WHAT TO WORK ON: Only an exact retyping of all the entries counts as an answer.

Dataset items

************

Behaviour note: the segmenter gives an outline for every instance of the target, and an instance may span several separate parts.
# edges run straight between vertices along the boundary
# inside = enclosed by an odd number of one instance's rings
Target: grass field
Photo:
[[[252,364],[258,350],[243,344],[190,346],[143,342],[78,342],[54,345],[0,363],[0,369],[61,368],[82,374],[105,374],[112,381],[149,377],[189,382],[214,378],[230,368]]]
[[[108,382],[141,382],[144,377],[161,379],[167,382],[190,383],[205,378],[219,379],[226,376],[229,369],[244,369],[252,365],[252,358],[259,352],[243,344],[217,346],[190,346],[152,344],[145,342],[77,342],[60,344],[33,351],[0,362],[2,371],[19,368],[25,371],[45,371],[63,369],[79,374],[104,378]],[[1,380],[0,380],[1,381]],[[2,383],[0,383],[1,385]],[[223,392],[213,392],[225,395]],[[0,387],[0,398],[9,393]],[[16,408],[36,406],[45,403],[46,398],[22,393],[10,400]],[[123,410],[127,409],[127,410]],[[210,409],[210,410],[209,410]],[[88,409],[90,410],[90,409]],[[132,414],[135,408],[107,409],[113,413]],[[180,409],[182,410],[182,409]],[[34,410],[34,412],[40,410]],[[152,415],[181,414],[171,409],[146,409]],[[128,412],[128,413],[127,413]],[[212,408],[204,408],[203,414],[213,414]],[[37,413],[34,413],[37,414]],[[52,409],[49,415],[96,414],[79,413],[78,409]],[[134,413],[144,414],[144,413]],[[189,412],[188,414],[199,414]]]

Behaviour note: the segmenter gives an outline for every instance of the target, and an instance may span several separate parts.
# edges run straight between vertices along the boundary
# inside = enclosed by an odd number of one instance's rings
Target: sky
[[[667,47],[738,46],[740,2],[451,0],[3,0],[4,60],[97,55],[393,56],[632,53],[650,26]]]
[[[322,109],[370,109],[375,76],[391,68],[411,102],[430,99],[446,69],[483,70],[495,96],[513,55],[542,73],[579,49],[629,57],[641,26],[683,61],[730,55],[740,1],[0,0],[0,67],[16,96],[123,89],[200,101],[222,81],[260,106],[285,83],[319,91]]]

************

REPLY:
Behaviour note: the segmenter gives an outline for every instance of the target, and an instance may span several separate parts.
# edges run straight between vertices along the boundary
# inside = enclosed by an odd number of one instance's rings
Target: grass field
Photo:
[[[252,364],[258,350],[243,344],[190,346],[143,342],[78,342],[54,345],[0,363],[0,369],[61,368],[82,374],[105,374],[112,381],[149,377],[189,382],[214,378],[230,368]]]
[[[108,382],[141,382],[144,377],[161,379],[167,382],[190,383],[205,378],[219,379],[226,376],[229,369],[244,369],[252,365],[252,358],[259,352],[243,344],[217,346],[190,346],[152,344],[145,342],[77,342],[60,344],[33,351],[0,362],[2,371],[19,368],[25,371],[45,371],[63,369],[79,374],[104,378]],[[1,380],[0,380],[1,381]],[[2,383],[0,383],[1,385]],[[223,392],[213,392],[225,395]],[[0,387],[0,398],[9,393]],[[16,408],[36,406],[45,403],[46,398],[22,393],[10,400]],[[123,410],[127,409],[127,410]],[[210,409],[210,410],[209,410]],[[88,409],[90,410],[90,409]],[[132,414],[135,408],[107,409],[113,413]],[[180,409],[182,410],[182,409]],[[34,410],[34,412],[40,410]],[[152,415],[181,414],[171,409],[146,409]],[[128,412],[128,413],[127,413]],[[212,408],[204,408],[203,414],[213,414]],[[37,413],[34,413],[37,414]],[[52,409],[49,415],[96,414],[79,413],[78,409]],[[134,413],[144,414],[144,413]],[[189,412],[188,414],[199,414]]]

Behaviour note: the segmenter gives an outline for every instance of the target, and an instance may span several separate parts.
# edges run straight between vertices along the boundary
# inside = enclosed by an odd number of one instance's rings
Target: sky
[[[667,47],[738,46],[740,2],[451,0],[3,0],[4,60],[97,55],[393,56],[632,53],[650,26]]]
[[[322,109],[370,109],[375,76],[391,68],[411,102],[430,99],[446,69],[483,70],[495,96],[513,55],[542,73],[579,49],[629,57],[641,26],[683,61],[730,55],[740,1],[0,0],[0,67],[16,96],[123,89],[200,101],[222,81],[260,106],[285,83],[319,91]]]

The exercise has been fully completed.